▸ Task statement: Transcribe all records verbatim.

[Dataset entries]
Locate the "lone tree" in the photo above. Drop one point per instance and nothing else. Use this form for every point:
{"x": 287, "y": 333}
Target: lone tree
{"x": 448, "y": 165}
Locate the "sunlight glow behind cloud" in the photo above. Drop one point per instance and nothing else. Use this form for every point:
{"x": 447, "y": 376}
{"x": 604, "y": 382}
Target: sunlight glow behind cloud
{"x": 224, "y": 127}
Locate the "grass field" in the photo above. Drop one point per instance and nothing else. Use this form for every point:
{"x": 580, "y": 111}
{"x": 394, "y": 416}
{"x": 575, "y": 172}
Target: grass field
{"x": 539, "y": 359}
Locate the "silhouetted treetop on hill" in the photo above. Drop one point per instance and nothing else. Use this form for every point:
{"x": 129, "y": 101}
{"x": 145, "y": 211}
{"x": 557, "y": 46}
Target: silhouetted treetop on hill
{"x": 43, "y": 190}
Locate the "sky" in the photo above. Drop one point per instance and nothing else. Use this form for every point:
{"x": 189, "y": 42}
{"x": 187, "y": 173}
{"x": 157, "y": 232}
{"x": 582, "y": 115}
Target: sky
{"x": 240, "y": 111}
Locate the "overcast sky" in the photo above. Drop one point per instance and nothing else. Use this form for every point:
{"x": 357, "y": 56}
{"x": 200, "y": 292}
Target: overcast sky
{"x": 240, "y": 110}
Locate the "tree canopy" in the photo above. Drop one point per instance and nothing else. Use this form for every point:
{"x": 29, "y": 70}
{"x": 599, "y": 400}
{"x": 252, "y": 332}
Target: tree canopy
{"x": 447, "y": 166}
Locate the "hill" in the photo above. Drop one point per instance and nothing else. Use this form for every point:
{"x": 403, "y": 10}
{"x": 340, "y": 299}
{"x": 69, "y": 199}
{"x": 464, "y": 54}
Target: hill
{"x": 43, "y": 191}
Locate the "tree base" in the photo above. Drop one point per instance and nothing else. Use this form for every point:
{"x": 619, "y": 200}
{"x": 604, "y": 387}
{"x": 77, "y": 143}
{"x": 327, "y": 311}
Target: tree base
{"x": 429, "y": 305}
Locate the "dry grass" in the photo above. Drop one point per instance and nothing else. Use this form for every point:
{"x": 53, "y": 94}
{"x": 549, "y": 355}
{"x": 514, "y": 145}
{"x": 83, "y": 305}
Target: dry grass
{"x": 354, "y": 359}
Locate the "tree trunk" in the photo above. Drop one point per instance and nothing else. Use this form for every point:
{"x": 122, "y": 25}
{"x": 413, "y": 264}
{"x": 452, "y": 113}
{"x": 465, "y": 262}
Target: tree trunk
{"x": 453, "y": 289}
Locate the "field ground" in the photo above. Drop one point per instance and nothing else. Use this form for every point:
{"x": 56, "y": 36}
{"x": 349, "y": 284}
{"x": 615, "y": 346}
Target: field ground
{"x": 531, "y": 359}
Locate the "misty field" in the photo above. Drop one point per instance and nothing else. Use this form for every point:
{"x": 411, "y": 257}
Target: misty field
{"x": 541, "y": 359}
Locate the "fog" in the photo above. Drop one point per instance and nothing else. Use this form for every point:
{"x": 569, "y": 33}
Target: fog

▸ Written reply:
Locate the "lone tree" in the photo above. Drop one point per instance and nothing else. Use this form for every point:
{"x": 287, "y": 333}
Target: lone tree
{"x": 448, "y": 165}
Locate the "sunlight glow behind cloud" in the photo above. Drop one point per instance and nothing else. Use this form for every point:
{"x": 447, "y": 376}
{"x": 604, "y": 382}
Target: sunlight glow behind cloud
{"x": 224, "y": 127}
Locate the "grass field" in the photo above. Drop one point per instance and nothing else. Use this form for every point:
{"x": 580, "y": 111}
{"x": 394, "y": 416}
{"x": 575, "y": 172}
Target: grass field
{"x": 539, "y": 359}
Locate the "silhouetted treetop on hill" in the photo above. Drop one point per instance and nothing else. Use this form for every point:
{"x": 129, "y": 101}
{"x": 145, "y": 211}
{"x": 557, "y": 46}
Target: silhouetted treetop on hill
{"x": 43, "y": 190}
Locate the "sky" in the photo above. Drop one point per instance and nothing else. Use this form for every point:
{"x": 189, "y": 42}
{"x": 187, "y": 173}
{"x": 157, "y": 232}
{"x": 582, "y": 115}
Target: sky
{"x": 240, "y": 111}
Locate the "overcast sky" in the photo above. Drop one point per instance and nothing else. Use this form for every point:
{"x": 357, "y": 56}
{"x": 200, "y": 292}
Target: overcast sky
{"x": 240, "y": 110}
Locate the "tree canopy" in the photo above. Drop one point per instance and nothing else. Use this form for every point:
{"x": 29, "y": 70}
{"x": 599, "y": 400}
{"x": 252, "y": 332}
Target: tree canopy
{"x": 447, "y": 166}
Locate the "hill" in the photo above. Drop one point per instance and nothing else. Use this form for every point:
{"x": 403, "y": 10}
{"x": 340, "y": 299}
{"x": 69, "y": 199}
{"x": 464, "y": 54}
Target: hill
{"x": 43, "y": 191}
Locate the "tree base" in the photo above. Drop one point per instance and nothing else. Use this form for every point:
{"x": 619, "y": 200}
{"x": 604, "y": 387}
{"x": 77, "y": 143}
{"x": 327, "y": 311}
Target: tree base
{"x": 429, "y": 305}
Locate the "dry grass" in the photo above. Drop one point per instance and nothing else. Use this form for every point:
{"x": 53, "y": 94}
{"x": 549, "y": 355}
{"x": 514, "y": 145}
{"x": 83, "y": 305}
Target: dry grass
{"x": 354, "y": 359}
Locate the "tree trunk" in the photo above. Drop one point per instance and nothing else. Use this form for every point:
{"x": 122, "y": 25}
{"x": 413, "y": 264}
{"x": 452, "y": 113}
{"x": 465, "y": 262}
Target: tree trunk
{"x": 453, "y": 289}
Locate the "field ground" in the photo above. Drop one point per instance and nothing else. Use this form for every point:
{"x": 56, "y": 36}
{"x": 349, "y": 284}
{"x": 615, "y": 346}
Target: field ground
{"x": 531, "y": 359}
Locate the "misty field" in the photo above. Drop one point per instance and nothing else. Use this form for every point:
{"x": 411, "y": 257}
Target: misty field
{"x": 541, "y": 359}
Locate the "fog" in the photo above. Drop one point per instance and nothing else. Use this form for every point:
{"x": 569, "y": 33}
Target: fog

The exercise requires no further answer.